▸ 課題:
八神純子についての記事を3文で要約してください。

運命の3.11
八神純子
- Magazine ID: 1396
- Posted: 2014.02.13
2010年にNHKの『SONGS』に出演し、日本で八神純子の生の声を渇望する声が高まった。昔のままになめらかで心地よい高音で歌う彼女に、私のような往年のファンたちが再び心を傾け始めたのだろう。
「ちょうどブルースカイオーケストラの77周年記念公演があり、ある日突然、『やりませんか』とオファーをいただいたんです。OKをして、私がとった飛行機のチケットが3月11日発、だったんです」
アメリカ西海岸時間の3月10日夜10時過ぎ。東日本大震災は起こった。
「息子が『明日の飛行機は飛ばないかもしれないよ』と私に言いに来ました。映像を見てびっくりしましたよ。帰らないほうがいいのでは、とも言われたけど、私自身に帰らないという気持ちはこれっぽっちもありませんでした。直行便が全てキャンセルになったのでハワイから1日遅れで日本に入り、成田からそのまま名古屋に入ったんです」

[ポイントラベリング用データセットの抜粋]
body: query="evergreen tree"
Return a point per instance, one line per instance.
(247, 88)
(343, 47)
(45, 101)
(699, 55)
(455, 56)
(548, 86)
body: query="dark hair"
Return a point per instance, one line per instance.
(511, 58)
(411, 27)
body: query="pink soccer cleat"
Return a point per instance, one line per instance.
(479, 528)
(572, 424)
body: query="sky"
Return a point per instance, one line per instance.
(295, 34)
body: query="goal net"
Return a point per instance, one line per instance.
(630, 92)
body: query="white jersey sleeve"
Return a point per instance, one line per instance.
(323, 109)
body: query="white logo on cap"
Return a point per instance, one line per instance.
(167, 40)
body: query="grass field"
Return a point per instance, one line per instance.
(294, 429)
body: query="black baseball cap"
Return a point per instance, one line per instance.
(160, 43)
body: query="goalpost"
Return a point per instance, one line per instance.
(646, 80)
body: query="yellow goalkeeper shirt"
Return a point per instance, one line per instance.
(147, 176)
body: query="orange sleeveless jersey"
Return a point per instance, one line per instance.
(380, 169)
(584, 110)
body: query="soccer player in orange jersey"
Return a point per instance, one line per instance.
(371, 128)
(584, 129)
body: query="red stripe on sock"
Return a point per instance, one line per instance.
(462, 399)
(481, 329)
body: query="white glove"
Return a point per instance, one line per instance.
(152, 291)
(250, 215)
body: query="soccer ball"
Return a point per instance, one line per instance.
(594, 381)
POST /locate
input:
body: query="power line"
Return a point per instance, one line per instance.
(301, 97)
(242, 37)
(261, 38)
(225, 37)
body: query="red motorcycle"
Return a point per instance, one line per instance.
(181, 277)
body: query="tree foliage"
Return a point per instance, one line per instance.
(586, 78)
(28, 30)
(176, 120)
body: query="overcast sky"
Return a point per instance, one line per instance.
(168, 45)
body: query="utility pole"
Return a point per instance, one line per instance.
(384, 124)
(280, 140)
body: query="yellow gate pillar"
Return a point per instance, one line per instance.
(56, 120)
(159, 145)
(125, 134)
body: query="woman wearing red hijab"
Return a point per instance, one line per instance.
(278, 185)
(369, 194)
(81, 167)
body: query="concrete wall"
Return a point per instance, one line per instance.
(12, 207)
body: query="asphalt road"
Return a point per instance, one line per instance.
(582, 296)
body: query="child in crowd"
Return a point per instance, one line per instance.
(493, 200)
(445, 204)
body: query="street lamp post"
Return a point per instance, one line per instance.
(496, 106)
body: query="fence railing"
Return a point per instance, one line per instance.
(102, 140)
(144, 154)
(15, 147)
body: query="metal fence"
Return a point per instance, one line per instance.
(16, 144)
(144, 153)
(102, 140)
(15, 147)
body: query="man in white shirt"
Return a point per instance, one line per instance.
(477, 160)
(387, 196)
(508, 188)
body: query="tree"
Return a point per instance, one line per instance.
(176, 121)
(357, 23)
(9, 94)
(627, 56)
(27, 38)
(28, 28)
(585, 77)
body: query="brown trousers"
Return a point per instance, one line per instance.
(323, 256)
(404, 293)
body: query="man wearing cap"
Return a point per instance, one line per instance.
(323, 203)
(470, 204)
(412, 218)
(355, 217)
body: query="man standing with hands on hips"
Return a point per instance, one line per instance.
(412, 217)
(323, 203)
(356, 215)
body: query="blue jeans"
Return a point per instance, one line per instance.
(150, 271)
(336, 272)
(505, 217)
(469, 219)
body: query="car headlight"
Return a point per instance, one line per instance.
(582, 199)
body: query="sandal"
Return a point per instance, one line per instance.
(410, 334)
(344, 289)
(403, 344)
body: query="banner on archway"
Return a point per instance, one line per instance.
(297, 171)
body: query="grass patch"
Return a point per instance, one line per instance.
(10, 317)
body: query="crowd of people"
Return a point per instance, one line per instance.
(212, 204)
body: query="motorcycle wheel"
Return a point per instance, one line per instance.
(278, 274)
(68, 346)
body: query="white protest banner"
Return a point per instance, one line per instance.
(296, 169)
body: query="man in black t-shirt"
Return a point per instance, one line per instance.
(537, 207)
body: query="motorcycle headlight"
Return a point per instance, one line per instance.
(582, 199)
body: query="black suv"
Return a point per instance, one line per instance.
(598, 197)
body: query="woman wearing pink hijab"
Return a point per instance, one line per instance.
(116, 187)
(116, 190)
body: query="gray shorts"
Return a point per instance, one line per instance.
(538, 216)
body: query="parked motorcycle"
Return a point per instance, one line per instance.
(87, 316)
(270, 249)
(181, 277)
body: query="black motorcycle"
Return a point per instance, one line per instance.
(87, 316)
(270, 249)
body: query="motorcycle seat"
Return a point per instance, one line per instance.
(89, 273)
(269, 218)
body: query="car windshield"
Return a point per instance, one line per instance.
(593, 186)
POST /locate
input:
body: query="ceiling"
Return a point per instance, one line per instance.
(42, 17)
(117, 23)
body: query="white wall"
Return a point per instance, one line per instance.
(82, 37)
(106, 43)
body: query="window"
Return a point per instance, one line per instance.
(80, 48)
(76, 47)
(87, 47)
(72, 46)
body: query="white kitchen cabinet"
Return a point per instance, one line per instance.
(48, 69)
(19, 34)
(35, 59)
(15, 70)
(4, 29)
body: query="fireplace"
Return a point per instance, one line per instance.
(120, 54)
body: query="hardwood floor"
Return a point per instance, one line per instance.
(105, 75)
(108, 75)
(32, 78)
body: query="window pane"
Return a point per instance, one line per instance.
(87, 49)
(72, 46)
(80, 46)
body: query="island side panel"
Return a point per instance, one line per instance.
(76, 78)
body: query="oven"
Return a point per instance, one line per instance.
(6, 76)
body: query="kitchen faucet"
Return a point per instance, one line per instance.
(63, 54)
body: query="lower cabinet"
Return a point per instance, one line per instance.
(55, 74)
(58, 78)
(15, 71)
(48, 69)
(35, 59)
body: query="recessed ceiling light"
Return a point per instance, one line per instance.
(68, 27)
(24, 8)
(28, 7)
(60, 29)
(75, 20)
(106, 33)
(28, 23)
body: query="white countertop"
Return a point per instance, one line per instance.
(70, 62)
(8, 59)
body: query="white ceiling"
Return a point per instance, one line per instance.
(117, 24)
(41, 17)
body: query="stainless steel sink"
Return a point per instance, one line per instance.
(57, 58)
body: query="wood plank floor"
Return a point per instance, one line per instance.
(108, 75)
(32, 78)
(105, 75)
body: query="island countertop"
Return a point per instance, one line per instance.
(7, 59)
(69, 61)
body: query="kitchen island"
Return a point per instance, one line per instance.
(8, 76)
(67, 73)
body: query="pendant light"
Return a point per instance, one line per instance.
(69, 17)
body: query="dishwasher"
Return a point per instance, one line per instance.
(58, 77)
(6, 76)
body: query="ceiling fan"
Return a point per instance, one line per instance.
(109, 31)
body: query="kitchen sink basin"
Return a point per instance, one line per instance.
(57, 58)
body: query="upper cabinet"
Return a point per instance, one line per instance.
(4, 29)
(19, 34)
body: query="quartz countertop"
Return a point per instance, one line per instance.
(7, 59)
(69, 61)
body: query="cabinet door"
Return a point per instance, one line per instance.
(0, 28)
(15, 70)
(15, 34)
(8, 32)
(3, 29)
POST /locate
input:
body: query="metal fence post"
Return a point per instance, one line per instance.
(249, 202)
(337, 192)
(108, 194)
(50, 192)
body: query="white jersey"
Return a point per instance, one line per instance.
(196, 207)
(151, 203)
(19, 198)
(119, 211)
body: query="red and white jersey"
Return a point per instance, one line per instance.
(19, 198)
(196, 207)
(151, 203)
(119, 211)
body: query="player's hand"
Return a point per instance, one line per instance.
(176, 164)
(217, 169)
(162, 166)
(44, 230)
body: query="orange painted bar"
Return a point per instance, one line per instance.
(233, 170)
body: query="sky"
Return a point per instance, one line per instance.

▸ 解答:
2010年にNHKの『SONGS』に出演したことで、日本では八神純子の生の歌声を求める声が高まった。ブルースカイオーケストラの77周年記念公演のオファーを受けた彼女は3月11日発の飛行機を取っていたが、アメリカ西海岸時間の3月10日夜10時過ぎに東日本大震災が起きた。帰らないという気持ちが少しもなかった彼女は、直行便がすべてキャンセルになったためハワイから1日遅れで日本に入り、成田からそのまま名古屋へ向かった。